====== LESETEXT
Mit diesem Gedankengut geht die Glorifizierung einher. Es kommt zur Beschönigung des Kriegs, z. B. in der «Hurra-Mentalität» des Wilhelminismus. Die Vergangenheit wird romantisiert. Mythische Muster treten an die Stelle der Fakten, es kommt zur Geschichtsklitterung. Vermeintliches oder tatsächlich erfahrenes Unrecht in der Vergangenheit, Gründungsakte, Heldengeschichten und andere Elemente verdichten sich zu einem explosiven Gemisch.
Aber es gab immer wieder Gegenstimmen. So griff der britische Dichter Wilfred Owen, Offizier im Ersten Weltkrieg, das Horaz-Zitat wieder auf. Ende 1917 verfasste er ein Gedicht mit dem Titel «Dulce et decorum est». Dieses beschreibt einen Gasangriff und den dadurch verursachten qualvollen Tod eines Soldaten. Veröffentlicht wurde das Werk erst postum, 1920. Die letzten Zeilen lauten: «Wenn du hören könntest, wie bei jedem Stoss das Blut / Gurgelnd aus seinen schaumgefüllten Lungen läuft, / Ekelerregend wie der Krebs, bitter wie das Wiederkäuen / von Auswurf, unheilbare Wunden auf unschuldigen Zungen, / Mein Freund, du erzähltest nicht mit so großer Lust / Kindern, die nach einem verzweifelten Ruhmesglanz dürsten, / Die alte Lüge: Dulce et decorum est / Pro patria mori.» Doch die Anklage gegen den Krieg hat es nicht leicht. Erich Maria Remarques «Im Westen nichts Neues» (1929) landete auf den Scheiterhaufen der Nationalsozialisten ebenso wie Bruno Vogels Werk, dessen Titel den Widersinn des Kriegs auf makabre Weise wiedergibt: «Es lebe der Tod» (1924).
============
====== DATENSATZAUSZÜGE
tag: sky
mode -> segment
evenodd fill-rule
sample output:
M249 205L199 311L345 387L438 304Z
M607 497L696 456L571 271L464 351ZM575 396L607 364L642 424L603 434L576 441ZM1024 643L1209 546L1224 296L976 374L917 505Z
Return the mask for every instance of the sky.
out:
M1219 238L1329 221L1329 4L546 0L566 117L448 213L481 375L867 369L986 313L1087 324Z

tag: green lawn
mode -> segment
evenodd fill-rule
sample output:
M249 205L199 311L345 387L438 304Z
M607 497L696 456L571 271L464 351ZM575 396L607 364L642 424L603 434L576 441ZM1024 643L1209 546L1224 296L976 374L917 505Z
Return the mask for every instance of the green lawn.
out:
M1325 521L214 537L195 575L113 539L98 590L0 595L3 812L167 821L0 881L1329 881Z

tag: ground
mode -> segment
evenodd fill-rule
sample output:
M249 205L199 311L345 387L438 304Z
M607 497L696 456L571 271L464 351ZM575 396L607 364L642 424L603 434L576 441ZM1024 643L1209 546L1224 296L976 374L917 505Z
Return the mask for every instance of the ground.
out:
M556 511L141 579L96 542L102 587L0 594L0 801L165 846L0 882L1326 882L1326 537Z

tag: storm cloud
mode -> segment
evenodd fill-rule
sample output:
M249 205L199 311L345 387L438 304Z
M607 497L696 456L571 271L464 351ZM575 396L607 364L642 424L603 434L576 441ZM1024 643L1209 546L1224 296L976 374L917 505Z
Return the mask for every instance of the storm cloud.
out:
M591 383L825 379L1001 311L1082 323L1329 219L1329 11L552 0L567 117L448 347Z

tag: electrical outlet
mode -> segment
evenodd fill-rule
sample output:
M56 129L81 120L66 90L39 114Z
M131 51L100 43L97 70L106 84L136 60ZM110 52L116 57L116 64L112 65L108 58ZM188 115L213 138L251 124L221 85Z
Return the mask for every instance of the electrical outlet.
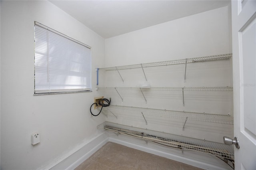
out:
M40 142L40 136L38 133L31 134L31 144L34 145Z
M98 105L99 102L100 102L100 99L103 99L104 98L104 96L100 96L99 97L94 97L94 103L96 103L98 104ZM94 109L96 109L98 108L98 106L97 107L96 106L96 105L94 104Z

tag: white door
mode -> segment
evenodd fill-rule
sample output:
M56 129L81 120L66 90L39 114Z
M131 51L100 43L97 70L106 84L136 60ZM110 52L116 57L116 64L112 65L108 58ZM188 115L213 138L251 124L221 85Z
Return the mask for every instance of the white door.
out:
M235 169L256 170L256 1L232 3Z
============
> _ANFORDERUNG 1_
Wann wurde Wilfred Owens Gedicht «Dulce et decorum est» laut dem Text über Kriegsverherrlichung veröffentlicht?
> _ANFORDERUNG 2_
Übertrage den Satz «Dieses beschreibt einen Gasangriff und den dadurch verursachten qualvollen Tod eines Soldaten.» aus dem Text über Kriegsverherrlichung ins Englische.
> _ANFORDERUNG 3_
Schreibe den Text über Kriegsverherrlichung im Anschluss an seinen letzten Satz weiter.
Die Auflistung ist eigenständiges Material und gehört nicht zum Text über Kriegsverherrlichung.

> _LÖSUNG 1_
Das Gedicht wurde erst postum im Jahr 1920 veröffentlicht.

> _LÖSUNG 2_
It describes a gas attack and the agonizing death of a soldier caused by it.

> _LÖSUNG 3_
Patriotismus – Nationalismus – Postmoderne

Der Vaterlandsgedanke wirkt sowohl nach innen wie nach aussen. Beides deckt menschliche Grundbedürfnisse ab. Im Innern kommt es zum Schulterschluss, zur Identifikation, zur Heimat. Man ist unter Gleichgesinnten, mit denen man Herkunft, Boden und Werte teilt. Andrerseits definiert man sich über die Abgrenzung nach aussen. Der – positiv verstandene – Patriotismus lässt sich auf die selbstbewusste, wirtschaftlich und kulturell führende Stadtbürgerschaft zurückführen. Diese sogenannte «republikanische» Tradition hielt an bis zur Entstehung der grossen Nationalstaaten. Venedig und Florenz sind ebenso Beispiele wie Frankfurt, Nürnberg und die Hansestädte. Doch im 19. Jahrhundert kam es zur Überlagerung durch nationalistisches Denken. Der Patriot liebt sein Vaterland; der Nationalist verachtet das Vaterland der andern. Er versteht sich als anderen Nationen überlegen. Nicht selten kommt es zu einem ausgeprägten Sendungsbewusstsein. Es werden die eigenen Interessen gegenüber jenen von Menschen aus andern Ländern als höherwertig eingestuft – man denke an das NS-Gedankengut des «Lebensraums im Osten» und der slawischjüdischen «Untermenschen».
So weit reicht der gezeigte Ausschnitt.